### WORK TO DO
Could you transcribe every line of the material below, character for character, with nothing changed?

═════ DATA SECTION

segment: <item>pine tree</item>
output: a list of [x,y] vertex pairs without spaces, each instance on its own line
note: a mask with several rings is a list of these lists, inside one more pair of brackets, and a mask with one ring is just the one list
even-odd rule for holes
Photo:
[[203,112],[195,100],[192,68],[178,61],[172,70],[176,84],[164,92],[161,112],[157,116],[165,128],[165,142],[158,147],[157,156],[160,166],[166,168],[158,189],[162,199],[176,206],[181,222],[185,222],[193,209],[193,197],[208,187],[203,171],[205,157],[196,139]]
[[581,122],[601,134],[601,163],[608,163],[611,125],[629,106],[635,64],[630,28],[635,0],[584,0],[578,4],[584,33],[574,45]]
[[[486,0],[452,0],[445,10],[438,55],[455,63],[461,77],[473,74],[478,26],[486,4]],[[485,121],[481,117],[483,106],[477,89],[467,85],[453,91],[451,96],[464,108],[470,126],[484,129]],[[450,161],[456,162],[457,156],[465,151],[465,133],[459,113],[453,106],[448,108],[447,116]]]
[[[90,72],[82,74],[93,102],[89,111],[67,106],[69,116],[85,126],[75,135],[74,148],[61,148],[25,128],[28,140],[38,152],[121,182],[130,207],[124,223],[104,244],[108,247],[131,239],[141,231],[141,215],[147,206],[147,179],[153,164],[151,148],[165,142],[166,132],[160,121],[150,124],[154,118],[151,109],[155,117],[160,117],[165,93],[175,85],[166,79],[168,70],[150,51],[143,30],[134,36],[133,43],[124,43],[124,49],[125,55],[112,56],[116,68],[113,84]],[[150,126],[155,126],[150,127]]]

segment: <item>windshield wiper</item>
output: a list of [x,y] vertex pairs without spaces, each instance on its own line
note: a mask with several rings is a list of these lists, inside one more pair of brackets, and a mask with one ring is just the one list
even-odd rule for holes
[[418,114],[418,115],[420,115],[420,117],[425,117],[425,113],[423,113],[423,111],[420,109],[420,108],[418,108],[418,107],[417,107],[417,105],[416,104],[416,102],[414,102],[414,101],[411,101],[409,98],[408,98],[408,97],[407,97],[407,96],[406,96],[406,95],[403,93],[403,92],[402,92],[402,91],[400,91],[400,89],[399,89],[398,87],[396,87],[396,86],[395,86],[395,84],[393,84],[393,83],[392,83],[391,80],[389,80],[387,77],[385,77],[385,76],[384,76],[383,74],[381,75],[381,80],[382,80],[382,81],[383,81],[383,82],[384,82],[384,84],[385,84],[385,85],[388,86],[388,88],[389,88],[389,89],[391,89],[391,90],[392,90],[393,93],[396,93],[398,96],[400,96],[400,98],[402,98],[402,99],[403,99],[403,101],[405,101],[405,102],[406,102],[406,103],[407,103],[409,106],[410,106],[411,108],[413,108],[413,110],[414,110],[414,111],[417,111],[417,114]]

══════════

### THE RESULT
segment: <item>pine tree</item>
output: a list of [x,y] vertex pairs without spaces, each instance on its own line
note: a mask with several rings is a list of these lists, inside one more pair of brackets, and a mask with one ring is just the one list
even-odd rule for holes
Photo:
[[203,112],[195,100],[192,68],[178,61],[172,70],[176,84],[164,92],[161,112],[157,116],[165,128],[165,142],[158,147],[157,156],[160,166],[166,168],[158,189],[162,199],[176,206],[181,222],[185,222],[193,209],[193,197],[208,187],[203,171],[205,157],[196,139]]
[[581,122],[601,134],[601,163],[608,163],[611,125],[629,106],[635,64],[630,28],[635,0],[584,0],[578,4],[584,33],[574,45]]
[[[486,0],[452,0],[445,10],[438,55],[455,63],[461,77],[473,74],[478,26],[486,4]],[[485,121],[481,117],[483,106],[477,89],[467,85],[453,91],[451,96],[464,108],[470,126],[484,129]],[[450,161],[456,162],[457,156],[465,151],[465,133],[459,113],[453,106],[448,108],[447,116]]]
[[[90,72],[82,74],[93,102],[89,111],[67,106],[69,116],[85,126],[75,135],[74,148],[61,148],[25,128],[28,140],[38,152],[121,182],[130,207],[124,223],[104,244],[108,247],[131,239],[141,231],[141,215],[147,206],[147,179],[153,164],[151,148],[165,142],[166,132],[160,121],[150,124],[154,118],[151,109],[155,117],[160,117],[165,93],[175,85],[166,79],[168,70],[150,51],[143,30],[134,36],[133,43],[124,43],[124,49],[125,55],[112,56],[116,68],[113,84]],[[150,126],[155,126],[150,127]]]

segment: <item>windshield wiper</item>
output: a list of [x,y] vertex pairs without spaces, each instance on its own line
note: a mask with several rings is a list of these lists, inside one more pair of brackets, and a mask with one ring is just the one list
even-odd rule for holes
[[418,114],[418,115],[420,115],[420,117],[425,117],[425,113],[423,113],[423,111],[420,109],[420,108],[418,108],[418,107],[417,107],[417,105],[416,104],[416,102],[414,102],[414,101],[411,101],[409,98],[408,98],[408,97],[407,97],[407,96],[406,96],[406,95],[403,93],[403,92],[402,92],[402,91],[400,91],[400,89],[399,89],[398,87],[396,87],[396,86],[395,86],[395,84],[393,84],[393,83],[392,83],[391,80],[389,80],[387,77],[385,77],[385,76],[384,76],[383,74],[381,75],[381,80],[382,80],[382,81],[383,81],[383,82],[384,82],[384,84],[385,84],[385,85],[388,86],[388,88],[389,88],[389,89],[391,89],[391,90],[392,90],[393,93],[396,93],[398,96],[400,96],[400,98],[402,98],[402,99],[403,99],[403,101],[405,101],[405,102],[406,102],[406,103],[407,103],[409,106],[410,106],[411,108],[413,108],[413,110],[414,110],[414,111],[417,111],[417,114]]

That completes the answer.